─── Task inputs ───

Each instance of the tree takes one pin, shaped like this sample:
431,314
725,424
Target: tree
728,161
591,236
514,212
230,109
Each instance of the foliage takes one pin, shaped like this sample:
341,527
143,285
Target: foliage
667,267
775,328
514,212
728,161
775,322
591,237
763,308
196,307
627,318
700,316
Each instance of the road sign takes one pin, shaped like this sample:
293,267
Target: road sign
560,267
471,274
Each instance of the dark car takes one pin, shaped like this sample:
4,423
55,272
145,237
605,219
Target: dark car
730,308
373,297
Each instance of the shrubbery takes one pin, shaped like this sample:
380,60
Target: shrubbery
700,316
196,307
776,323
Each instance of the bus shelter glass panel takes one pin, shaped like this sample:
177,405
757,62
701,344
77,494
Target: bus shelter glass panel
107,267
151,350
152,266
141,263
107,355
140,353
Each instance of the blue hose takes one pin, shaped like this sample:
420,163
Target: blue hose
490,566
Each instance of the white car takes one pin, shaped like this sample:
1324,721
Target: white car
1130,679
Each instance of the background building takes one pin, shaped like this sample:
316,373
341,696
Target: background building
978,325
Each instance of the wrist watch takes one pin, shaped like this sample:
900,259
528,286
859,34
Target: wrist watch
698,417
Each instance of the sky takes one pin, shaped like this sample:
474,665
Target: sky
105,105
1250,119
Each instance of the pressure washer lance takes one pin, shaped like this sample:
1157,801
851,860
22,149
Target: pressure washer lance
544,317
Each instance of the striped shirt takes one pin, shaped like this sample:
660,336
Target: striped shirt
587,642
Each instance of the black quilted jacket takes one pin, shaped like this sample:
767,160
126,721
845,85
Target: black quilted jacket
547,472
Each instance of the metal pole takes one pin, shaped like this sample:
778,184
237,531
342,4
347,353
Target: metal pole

───

Stated problem:
Output the records above as a Markdown table with two columns, Row and Line, assigning each line of the records its sequential number and leaving out any blank lines.

Complete response:
| Row | Line |
|---|---|
| 1 | Each instance of the tree takes one pin, shaped like this sample: |
| 2 | 431,314 |
| 3 | 725,424 |
| 4 | Target: tree |
| 5 | 728,161 |
| 6 | 591,236 |
| 7 | 514,212 |
| 8 | 230,109 |
| 9 | Each instance of the foliage takes one pin, shaped like this sample: |
| 10 | 341,527 |
| 11 | 143,285 |
| 12 | Target: foliage |
| 13 | 667,267 |
| 14 | 775,328 |
| 15 | 514,212 |
| 16 | 728,161 |
| 17 | 775,322 |
| 18 | 591,237 |
| 19 | 763,308 |
| 20 | 196,307 |
| 21 | 627,318 |
| 22 | 700,316 |
| 23 | Each instance of the road sign takes one pin, shaped like this sample: |
| 24 | 293,267 |
| 25 | Target: road sign |
| 26 | 560,267 |
| 27 | 471,274 |
| 28 | Each instance of the dark car takes one pin, shaped like this sample: |
| 29 | 4,423 |
| 30 | 55,272 |
| 31 | 145,237 |
| 32 | 605,219 |
| 33 | Target: dark car |
| 34 | 730,308 |
| 35 | 373,297 |
| 36 | Each instance of the shrubbery takes one pin, shaped like this sample: |
| 37 | 380,60 |
| 38 | Target: shrubbery |
| 39 | 700,316 |
| 40 | 196,307 |
| 41 | 776,323 |
| 42 | Each instance of the bus shelter glass panel takes one pin, shaped like this sample: |
| 43 | 177,405 |
| 44 | 757,62 |
| 45 | 701,344 |
| 46 | 77,494 |
| 47 | Target: bus shelter glass panel |
| 48 | 107,267 |
| 49 | 151,350 |
| 50 | 152,266 |
| 51 | 141,263 |
| 52 | 107,355 |
| 53 | 140,353 |
| 54 | Each instance of the blue hose takes one pin, shaped like this sample: |
| 55 | 420,163 |
| 56 | Target: blue hose |
| 57 | 490,566 |
| 58 | Each instance of the white car takes one pin, shaped like this sample: |
| 59 | 1324,721 |
| 60 | Target: white car |
| 61 | 1130,679 |
| 62 | Each instance of the background building takes one pin, shaped like this sample: |
| 63 | 316,373 |
| 64 | 341,696 |
| 65 | Target: background building |
| 66 | 978,325 |
| 67 | Each instance of the wrist watch takes one pin, shaped like this sample: |
| 68 | 900,259 |
| 69 | 528,286 |
| 70 | 859,34 |
| 71 | Target: wrist watch |
| 72 | 698,417 |
| 73 | Each instance of the sky takes one pin, shaped like this sample: |
| 74 | 474,665 |
| 75 | Target: sky |
| 76 | 105,105 |
| 77 | 1250,119 |
| 78 | Each instance of the pressure washer lance takes one pin, shaped like this sample: |
| 79 | 1157,801 |
| 80 | 851,860 |
| 81 | 22,149 |
| 82 | Target: pressure washer lance |
| 83 | 544,317 |
| 84 | Each instance of the striped shirt takes one pin, shaped like this sample: |
| 85 | 660,336 |
| 86 | Target: striped shirt |
| 87 | 587,642 |
| 88 | Each instance of the black quilted jacket takes one pin, shaped like this sample: |
| 89 | 767,160 |
| 90 | 126,721 |
| 91 | 845,85 |
| 92 | Target: black quilted jacket |
| 93 | 547,472 |
| 94 | Each instance of the metal pole takes one pin, shaped like this sample: |
| 95 | 778,184 |
| 96 | 237,531 |
| 97 | 342,4 |
| 98 | 347,353 |
| 99 | Target: metal pole |